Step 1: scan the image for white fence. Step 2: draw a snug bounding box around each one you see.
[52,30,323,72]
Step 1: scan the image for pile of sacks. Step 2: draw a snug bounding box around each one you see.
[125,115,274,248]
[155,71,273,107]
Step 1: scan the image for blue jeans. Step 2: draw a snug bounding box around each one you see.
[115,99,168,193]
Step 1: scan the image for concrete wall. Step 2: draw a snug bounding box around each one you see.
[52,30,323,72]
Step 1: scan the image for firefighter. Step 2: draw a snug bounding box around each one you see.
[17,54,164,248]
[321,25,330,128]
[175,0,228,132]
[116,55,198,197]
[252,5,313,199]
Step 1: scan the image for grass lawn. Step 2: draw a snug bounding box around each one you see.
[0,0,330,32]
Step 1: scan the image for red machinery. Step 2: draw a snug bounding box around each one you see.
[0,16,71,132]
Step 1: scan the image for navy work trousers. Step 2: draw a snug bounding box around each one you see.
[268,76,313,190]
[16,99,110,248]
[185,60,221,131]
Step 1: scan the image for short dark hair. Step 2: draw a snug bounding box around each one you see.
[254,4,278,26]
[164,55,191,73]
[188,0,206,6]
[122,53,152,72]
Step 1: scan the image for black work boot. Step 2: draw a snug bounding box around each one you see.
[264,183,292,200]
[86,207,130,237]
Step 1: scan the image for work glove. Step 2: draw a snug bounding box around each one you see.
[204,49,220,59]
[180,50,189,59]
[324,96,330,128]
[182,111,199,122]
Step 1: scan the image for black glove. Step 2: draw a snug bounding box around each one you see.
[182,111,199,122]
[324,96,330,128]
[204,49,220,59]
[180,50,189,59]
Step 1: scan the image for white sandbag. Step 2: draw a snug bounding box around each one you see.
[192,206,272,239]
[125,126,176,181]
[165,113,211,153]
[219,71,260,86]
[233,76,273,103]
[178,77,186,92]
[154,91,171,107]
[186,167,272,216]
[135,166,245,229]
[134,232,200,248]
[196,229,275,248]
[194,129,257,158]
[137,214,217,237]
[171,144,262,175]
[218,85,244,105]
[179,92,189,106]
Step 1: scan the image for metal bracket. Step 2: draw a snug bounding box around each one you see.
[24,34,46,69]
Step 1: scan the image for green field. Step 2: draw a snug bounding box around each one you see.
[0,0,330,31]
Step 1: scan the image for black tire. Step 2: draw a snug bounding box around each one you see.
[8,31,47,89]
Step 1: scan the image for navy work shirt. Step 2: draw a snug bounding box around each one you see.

• • • • •

== Prompt ==
Could you edit all the records above, replacing every "snug" with "tight" and leaving everything else as it is?

== Solution ==
Step 1: scan the image for white fence. Step 2: draw a tight bounding box around each one you see.
[52,30,323,72]
Step 1: scan the image for pile of sacks. Step 2: draw a tight bounding box around each one you see.
[125,115,274,248]
[155,71,273,107]
Step 1: scan the image for blue jeans. Step 2: draw a tight bounding box around each one you see.
[115,99,168,193]
Step 1: scan the image for concrete wall. Step 2: draw a tight bounding box around each one you see.
[52,30,323,72]
Step 1: scan the image for firefighter. Step 2: draw a tight bounding box around each one you see.
[17,54,164,248]
[321,25,330,128]
[175,0,228,132]
[116,55,198,197]
[252,5,313,199]
Step 1: scan the image for grass lawn. Step 2: draw a tight bounding box around each one you see.
[0,0,330,32]
Step 1: scan the image for red machinery. Step 2: draw a tight bounding box around each one you see.
[0,16,71,132]
Step 1: scan the image for navy work trousers. Step 2: draw a tight bounding box around each one you see.
[268,76,313,190]
[16,99,110,248]
[185,60,221,131]
Step 1: scan the image for short dark hair. Step 2: draw a tight bounding box around each one you see.
[254,4,278,26]
[164,55,191,73]
[188,0,206,6]
[122,53,152,72]
Step 1: scan the image for black work boot. Step 2: draw a tight bounding box around each one you see.
[264,183,292,200]
[86,207,130,237]
Step 1: scan the image for work glove. Step 2: draw a tight bounding box around each one you see.
[204,49,220,59]
[180,50,189,59]
[324,96,330,128]
[182,111,199,122]
Step 1: scan the image for black glove. Step 2: draw a tight bounding box around each one you see.
[182,111,199,122]
[324,96,330,128]
[204,49,220,59]
[180,50,189,59]
Step 1: scan the image for white sandbag. Step 2: draw a tight bounding box around each one you see.
[192,206,272,239]
[125,126,176,181]
[165,113,211,153]
[219,71,260,86]
[233,76,273,103]
[178,77,186,92]
[154,91,171,107]
[186,167,272,216]
[135,166,245,229]
[134,232,200,248]
[196,229,275,248]
[194,129,257,158]
[137,214,217,237]
[171,144,262,175]
[218,85,244,105]
[179,92,189,106]
Step 1: scan the image for metal bracket. Step 2: draw a tight bounding box around each one you see.
[24,34,46,69]
Step 1: scan the image for green field. Step 2: draw a tight bounding box around each one you see.
[0,0,330,31]
Step 1: scan the image for black tire. Step 2: draw a tight bounding box around each one you see.
[8,31,47,89]
Step 1: scan the image for navy work shirt. Step 2: draw a tight bounding box around each one you see.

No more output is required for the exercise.